__REQUIREMENT A__. Reproduce the list of personal favorites from "iPad. It’s the" up to and including "wherever you are.", substituting "solitaire" for "pinball".
__REQUIREMENT B__. Resume the list of personal favorites after its last entry and carry it on.

Down Under. Speaking of Australia, we spent three incredible weeks touring the Island Continent and its next-door neighbor, the North Island of New Zealand. We saw a play at the Sydney Opera House, marveled at the mysterious sandstone monolith known as Uluru, explored a tropical rain forest north of Cairns, watched tiny penguins scurry ashore on St. Philip Island, enjoyed the view from two of the tallest towers in the Southern Hemisphere, and saw where the hobbits live. A spectacular adventure, and one that I should write much more about.

Enter the Dragon. The only motion picture to which I ever memorized every single line of dialogue. Throughout my teenage years, a poster depicting Bruce Lee in the film’s climactic fight scene graced my bedroom wall. In 2013, we lost Jim Kelly, who costarred alongside Lee as the irrepressible Williams. When Han, the villain of the piece, insists that Williams must prepare for defeat as well as victory, Williams replies with consummate cool, “I don’t waste my time with it. When it comes, I won’t even notice. I’ll be too busy looking good.”

Fountains of Wayne. When I need a quick pick-me-up, I throw on a tune by this power pop quartet from the Big Apple. Songs like “Denise,” “Maureen,” “Hey Julie” (my personal favorite), and the ubiquitous “Stacy’s Mom” never fail to put a grin on my face and some extra pizzazz in my step. The band’s name, incidentally, was cribbed from a garden ornaments store in Wayne, New Jersey.

Grandma. Not my Grandma, but The Daughter’s. With boundless patience and good humor, she shares her home with KM and her hyperactive canine companion Maddie. She graciously lets me drop in for visits, keeps me posted on goings-on in The Daughter’s life, and even hems a pair of pants for me on occasion. She’s not my mom, but after many years of dutiful service as my mother-in-law (she was my late first wife’s mother), she might as well be.

Heroes and heroines. Regular visitors here know that I own an extensive collection of original comic book superhero art. I started reading comics at age five, and from that time forward, the costumed characters who starred within those colorful pages became my fantasy friends. If you ask me why I love superheroes and superheroines, I can rattle off a litany of reasons. But the one that trumps all the others is this: It just feels good to be reminded that there are heroes in the world. The real ones don’t usually wear costumes. You know who you are.

iPad. It’s the device that serves up my VO scripts, delivers the news, keeps me in touch with friends and colleagues, and provides the occasional stress-alleviating game of virtual pinball. Thanks, Steve Jobs, wherever you are.

Jupiter Jones. The leader of the Three Investigators proved to my boyhood self that a smart chubby kid could be a hero. He proved it to Alfred Hitchcock, too. You could look it up.

__ENTRIES SHOWN__.
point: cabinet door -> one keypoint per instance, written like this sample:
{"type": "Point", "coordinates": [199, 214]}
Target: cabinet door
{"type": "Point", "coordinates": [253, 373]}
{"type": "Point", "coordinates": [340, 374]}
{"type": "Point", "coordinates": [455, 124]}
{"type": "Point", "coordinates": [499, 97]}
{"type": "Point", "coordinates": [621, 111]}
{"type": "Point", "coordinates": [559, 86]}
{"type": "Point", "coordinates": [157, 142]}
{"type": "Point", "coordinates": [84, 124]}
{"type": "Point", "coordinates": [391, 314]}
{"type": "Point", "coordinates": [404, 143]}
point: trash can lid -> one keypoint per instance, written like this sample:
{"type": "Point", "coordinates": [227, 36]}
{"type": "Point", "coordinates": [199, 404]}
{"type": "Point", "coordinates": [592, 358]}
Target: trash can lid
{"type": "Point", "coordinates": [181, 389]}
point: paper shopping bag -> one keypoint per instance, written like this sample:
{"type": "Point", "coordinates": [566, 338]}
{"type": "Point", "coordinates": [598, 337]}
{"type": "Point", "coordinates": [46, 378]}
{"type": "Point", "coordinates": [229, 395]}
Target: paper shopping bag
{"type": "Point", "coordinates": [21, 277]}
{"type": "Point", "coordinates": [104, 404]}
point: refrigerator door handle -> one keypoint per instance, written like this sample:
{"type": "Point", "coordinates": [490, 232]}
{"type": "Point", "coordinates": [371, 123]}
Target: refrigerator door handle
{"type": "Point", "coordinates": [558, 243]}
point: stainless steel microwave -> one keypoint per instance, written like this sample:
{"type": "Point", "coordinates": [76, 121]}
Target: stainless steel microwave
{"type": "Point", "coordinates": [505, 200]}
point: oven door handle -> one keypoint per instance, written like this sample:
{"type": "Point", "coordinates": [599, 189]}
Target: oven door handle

__RESPONSE BOX A__.
iPad. It’s the device that serves up my VO scripts, delivers the news, keeps me in touch with friends and colleagues, and provides the occasional stress-alleviating game of virtual solitaire. Thanks, Steve Jobs, wherever you are.

__RESPONSE BOX B__.
KM, referred to more often here as The Daughter. The brightest, funniest, most thoughtful offspring any father could ever ask. I continue to be shocked and awed by the young woman she’s become. It’s unfathomable to me that she’ll be 25 next year. That’s the same number of years that I spent married to her mother KJ, who lost her battle with breast cancer in 2010, but left an indelible legacy in the daughter she birthed, raised, and continues to inspire.

LearnedLeague. It’s described by its creator and Commissioner, the honorable Thorsten A. Integrity, as “a creed, an ideal, a Weltanschauung.” I call it the universe’s greatest online trivia league, where some of the finest quizzers on Earth —  from Jeopardy! champions and Who Wants to Be a Millionaire winners to The Beast and The Governess from both the American and original UK versions of The Chase — assemble to do daily battle. An experience of knowledge warfare both adrenaline-pumping and humbling. Lately, more the latter.

Monterey Bay Aquarium. Endlessly fascinating and dazzlingly educational, it’s one of my favorite spaces to wander. Filled to bursting with phenomenal displays of ocean life, it’s as though Aquaman invited you to hang out at his house for the day.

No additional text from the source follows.